> _PROBLEM TO WORK ON_: Can you repeat all of the material below, replacing "tree" with "shrub" and keeping everything else the same?
— START OF PROVIDED RECORDS —
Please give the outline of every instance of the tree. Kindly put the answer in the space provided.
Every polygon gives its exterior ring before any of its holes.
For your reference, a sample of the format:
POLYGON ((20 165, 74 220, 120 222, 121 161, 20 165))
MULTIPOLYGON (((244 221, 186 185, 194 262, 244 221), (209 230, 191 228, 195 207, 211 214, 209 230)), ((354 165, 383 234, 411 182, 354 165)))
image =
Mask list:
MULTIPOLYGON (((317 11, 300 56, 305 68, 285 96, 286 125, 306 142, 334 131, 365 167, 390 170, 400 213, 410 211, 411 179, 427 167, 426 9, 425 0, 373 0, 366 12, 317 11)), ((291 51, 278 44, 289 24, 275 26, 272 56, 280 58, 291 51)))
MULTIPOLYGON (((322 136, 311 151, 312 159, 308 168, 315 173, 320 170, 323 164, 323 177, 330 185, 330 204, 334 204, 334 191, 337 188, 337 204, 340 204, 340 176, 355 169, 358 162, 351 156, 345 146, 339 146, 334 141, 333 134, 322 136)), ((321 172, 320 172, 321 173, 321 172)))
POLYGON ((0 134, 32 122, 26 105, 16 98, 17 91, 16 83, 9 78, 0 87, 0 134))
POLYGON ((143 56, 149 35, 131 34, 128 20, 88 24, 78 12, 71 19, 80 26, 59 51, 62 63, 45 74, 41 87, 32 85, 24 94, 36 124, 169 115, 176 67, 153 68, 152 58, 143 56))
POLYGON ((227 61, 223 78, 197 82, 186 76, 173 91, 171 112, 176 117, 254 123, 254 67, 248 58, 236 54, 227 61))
— END OF PROVIDED RECORDS —
> _RESULT OF THE EXERCISE_:
Please give the outline of every instance of the shrub. Kindly put the answer in the space provided.
Every polygon gives its exterior ring before any of its holes.
For your reference, a sample of the format:
POLYGON ((20 165, 74 220, 120 222, 121 161, 20 165))
MULTIPOLYGON (((244 221, 186 185, 194 262, 244 221), (209 230, 191 228, 195 207, 211 214, 209 230)), ((354 165, 383 234, 411 182, 354 165)))
image =
Mask list:
MULTIPOLYGON (((317 11, 300 56, 305 68, 285 96, 286 125, 306 142, 334 131, 365 167, 390 170, 400 213, 410 211, 411 179, 427 167, 426 9, 425 0, 373 0, 366 12, 317 11)), ((291 51, 278 44, 289 24, 275 26, 272 56, 280 58, 291 51)))
MULTIPOLYGON (((322 136, 311 151, 312 159, 308 168, 315 173, 320 170, 323 164, 323 177, 330 185, 330 204, 334 204, 334 191, 337 188, 337 204, 340 204, 340 176, 355 169, 358 162, 351 156, 345 146, 339 146, 334 141, 333 134, 322 136)), ((321 172, 320 172, 321 173, 321 172)))
POLYGON ((0 134, 32 122, 26 105, 16 98, 17 91, 16 83, 9 78, 0 87, 0 134))
POLYGON ((143 56, 149 35, 131 34, 128 20, 88 24, 78 12, 71 19, 80 26, 59 51, 62 63, 45 74, 41 87, 32 85, 24 94, 36 124, 169 115, 176 67, 153 68, 152 58, 143 56))
POLYGON ((227 61, 223 78, 197 82, 186 76, 173 91, 171 112, 176 117, 254 123, 254 67, 248 58, 236 54, 227 61))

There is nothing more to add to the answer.